** Raw data follows **
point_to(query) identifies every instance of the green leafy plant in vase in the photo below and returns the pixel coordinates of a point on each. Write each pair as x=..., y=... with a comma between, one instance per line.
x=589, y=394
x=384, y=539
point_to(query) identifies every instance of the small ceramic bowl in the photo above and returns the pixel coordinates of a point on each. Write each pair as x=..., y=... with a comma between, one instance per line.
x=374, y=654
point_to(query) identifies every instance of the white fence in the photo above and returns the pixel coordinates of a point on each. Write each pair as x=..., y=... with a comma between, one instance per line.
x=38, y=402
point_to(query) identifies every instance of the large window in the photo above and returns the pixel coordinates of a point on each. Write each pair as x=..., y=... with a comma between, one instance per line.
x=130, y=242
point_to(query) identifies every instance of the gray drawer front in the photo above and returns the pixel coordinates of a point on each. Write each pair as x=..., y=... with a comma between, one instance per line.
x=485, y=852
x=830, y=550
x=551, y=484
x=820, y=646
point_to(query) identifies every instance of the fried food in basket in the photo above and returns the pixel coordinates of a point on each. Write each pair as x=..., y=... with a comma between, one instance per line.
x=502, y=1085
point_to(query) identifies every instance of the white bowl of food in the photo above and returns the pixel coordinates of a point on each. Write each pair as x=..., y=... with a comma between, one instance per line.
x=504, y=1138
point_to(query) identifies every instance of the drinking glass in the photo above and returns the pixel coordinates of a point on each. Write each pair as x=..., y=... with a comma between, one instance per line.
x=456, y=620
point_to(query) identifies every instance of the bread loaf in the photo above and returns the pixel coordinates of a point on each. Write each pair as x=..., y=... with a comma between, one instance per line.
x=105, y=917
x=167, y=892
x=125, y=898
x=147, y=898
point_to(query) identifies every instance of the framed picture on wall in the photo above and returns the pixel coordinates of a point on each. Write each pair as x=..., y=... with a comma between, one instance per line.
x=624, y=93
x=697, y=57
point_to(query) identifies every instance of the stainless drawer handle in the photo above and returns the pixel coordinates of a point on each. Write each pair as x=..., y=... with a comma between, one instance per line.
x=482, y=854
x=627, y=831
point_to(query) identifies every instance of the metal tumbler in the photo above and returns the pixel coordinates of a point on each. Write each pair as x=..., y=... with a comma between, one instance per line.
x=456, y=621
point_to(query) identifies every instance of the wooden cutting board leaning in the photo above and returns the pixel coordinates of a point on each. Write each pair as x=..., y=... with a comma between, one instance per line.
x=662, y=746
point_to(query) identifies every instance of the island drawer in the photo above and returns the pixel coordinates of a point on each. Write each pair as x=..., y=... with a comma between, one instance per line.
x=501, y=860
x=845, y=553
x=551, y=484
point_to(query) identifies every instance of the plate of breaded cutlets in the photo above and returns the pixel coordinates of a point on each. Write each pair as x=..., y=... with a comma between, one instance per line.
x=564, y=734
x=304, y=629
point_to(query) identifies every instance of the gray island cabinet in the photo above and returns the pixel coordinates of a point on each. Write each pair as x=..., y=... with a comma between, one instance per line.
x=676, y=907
** End of Raw data **
Exercise → Type out each entry above again, exactly.

Result →
point_to(query) identifies every instance of the green leafy plant in vase in the photo below and returns the pixel coordinates of a point on each. Write each pair as x=..., y=... with a comma between, one instance per line.
x=589, y=394
x=384, y=539
point_to(query) identifies every instance of the small ceramic bowl in the photo above and returns the pixel coordinates of a point on each. Write each pair as x=..., y=... with a comma between, one instance per line.
x=374, y=654
point_to(query) identifies every instance of the white fence in the photo above and returns the pixel coordinates of a point on each. Write each pair as x=..., y=... with a comma between, one instance per line.
x=38, y=402
point_to(query) identifies every instance of the large window in the photo above and returns the pixel coordinates of a point on each. Write each pair as x=..., y=... with a comma between, one instance per line.
x=130, y=242
point_to(query) identifies every instance of the gray drawer front in the photo above and returns the pixel coordinates of a point on each. Write each pair as x=..., y=... with a comma between, one instance per line.
x=485, y=852
x=830, y=550
x=551, y=484
x=820, y=646
point_to(query) identifies every instance of the fried food in basket in the photo above and returns the pixel coordinates of a point on each. Write each pair as x=..., y=... with a comma between, one instance per line.
x=502, y=1085
point_to(query) identifies every instance of the white bowl of food in the photo above and returns the pixel coordinates of a point on each. Write each pair as x=..., y=... with a comma between, one instance per line.
x=504, y=1138
point_to(query) identifies every instance of the drinking glass in the photo above and returns the pixel coordinates of a point on each. Write each pair as x=..., y=... with a comma between, one instance per line.
x=456, y=620
point_to(query) identifies every instance of the bread loaf in the photo above and returns the pixel coordinates of a point on each. Write each pair as x=..., y=... with a comma between, one instance per line.
x=105, y=917
x=167, y=892
x=125, y=898
x=147, y=898
point_to(query) identifies every instance of the framed picture on wall in the photo above and returns the pixel coordinates of a point on each. Write each pair as x=..., y=... with a comma between, one instance per line.
x=624, y=93
x=697, y=57
point_to(query) identifies every instance of the stainless drawer handle in the photo above and returns the pixel coordinates of a point on each. Write each pair as x=..., y=... with a comma between, one instance per line.
x=482, y=854
x=627, y=831
point_to(query) identifies every instance of the metal tumbler in the photo above and returns the pixel coordinates of a point on each. Write each pair as x=..., y=... with a comma between, one instance per line.
x=456, y=621
point_to(query) identifies every instance of the wooden cutting board leaning in the photo above and returns the pixel coordinates of a point on each. Write each pair as x=..., y=... with a comma between, one instance per line.
x=662, y=746
point_to(query) identifies every instance of the island drawer in the photo above and returns the pixel coordinates of a point on each. Write each pair as x=..., y=... with a comma between, one instance per line.
x=501, y=860
x=845, y=553
x=551, y=484
point_to(query) identifies every instance of the plate of breaded cutlets in the photo above and returns the pixel coordinates of a point on each. Write each pair as x=..., y=... with a comma between, one instance per line.
x=564, y=734
x=304, y=629
point_to(query) identifies every instance of the gray island cabinet in the photo above and returns the pixel coordinates of a point on each. Write each pair as x=..., y=... with a comma between, one instance per line.
x=676, y=907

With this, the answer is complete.